* _PROBLEM TO SOLVE_
Among the entries below, extract exactly the lines that run from the one with "x=514, y=147" through the one with "x=351, y=211", both ends included.

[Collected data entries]
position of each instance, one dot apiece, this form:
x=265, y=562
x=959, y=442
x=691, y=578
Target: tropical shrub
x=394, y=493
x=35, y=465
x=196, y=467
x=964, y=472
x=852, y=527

...

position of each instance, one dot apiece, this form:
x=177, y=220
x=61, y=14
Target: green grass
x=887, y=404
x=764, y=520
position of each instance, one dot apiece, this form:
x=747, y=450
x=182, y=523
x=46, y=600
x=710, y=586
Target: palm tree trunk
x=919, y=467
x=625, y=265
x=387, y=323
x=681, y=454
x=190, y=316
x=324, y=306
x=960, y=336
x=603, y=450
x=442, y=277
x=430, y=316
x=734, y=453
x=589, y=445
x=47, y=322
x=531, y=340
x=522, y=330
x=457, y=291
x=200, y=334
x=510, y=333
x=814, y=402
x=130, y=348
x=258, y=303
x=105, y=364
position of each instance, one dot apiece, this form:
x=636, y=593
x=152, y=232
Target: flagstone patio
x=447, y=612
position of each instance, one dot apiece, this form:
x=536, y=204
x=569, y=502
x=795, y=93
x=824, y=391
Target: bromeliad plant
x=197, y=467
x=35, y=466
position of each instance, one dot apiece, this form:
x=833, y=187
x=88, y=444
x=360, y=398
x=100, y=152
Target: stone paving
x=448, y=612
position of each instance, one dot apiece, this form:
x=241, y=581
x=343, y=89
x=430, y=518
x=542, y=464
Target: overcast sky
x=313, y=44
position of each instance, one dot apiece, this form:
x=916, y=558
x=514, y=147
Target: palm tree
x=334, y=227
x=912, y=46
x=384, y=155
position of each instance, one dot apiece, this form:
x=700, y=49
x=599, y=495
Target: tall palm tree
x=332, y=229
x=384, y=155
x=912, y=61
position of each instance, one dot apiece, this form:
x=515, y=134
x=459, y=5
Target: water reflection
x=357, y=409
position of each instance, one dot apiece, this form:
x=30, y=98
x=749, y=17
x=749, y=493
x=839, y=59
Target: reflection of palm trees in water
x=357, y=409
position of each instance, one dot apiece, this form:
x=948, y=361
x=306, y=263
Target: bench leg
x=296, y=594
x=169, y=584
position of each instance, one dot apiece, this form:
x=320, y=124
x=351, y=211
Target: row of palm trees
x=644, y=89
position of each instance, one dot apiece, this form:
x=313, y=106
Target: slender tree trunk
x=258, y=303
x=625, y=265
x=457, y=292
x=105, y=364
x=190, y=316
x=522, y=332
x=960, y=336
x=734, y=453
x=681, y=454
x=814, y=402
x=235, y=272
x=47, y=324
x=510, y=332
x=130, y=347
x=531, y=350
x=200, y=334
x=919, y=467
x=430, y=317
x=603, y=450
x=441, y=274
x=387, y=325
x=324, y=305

* _RESULT_
x=514, y=147
Target: palm tree
x=334, y=227
x=912, y=46
x=384, y=155
position of each instance, one dot apiece, this form:
x=700, y=49
x=599, y=495
Target: tall palm tree
x=332, y=229
x=384, y=155
x=912, y=61
position of each instance, one dot apiece, this form:
x=515, y=134
x=459, y=5
Target: water reflection
x=357, y=409
position of each instance, one dot apiece, this form:
x=30, y=98
x=749, y=17
x=749, y=493
x=839, y=59
Target: reflection of palm trees in water
x=357, y=409
position of each instance, one dot apiece, this form:
x=948, y=361
x=306, y=263
Target: bench leg
x=296, y=594
x=169, y=584
position of each instance, one dot apiece, this form:
x=320, y=124
x=351, y=211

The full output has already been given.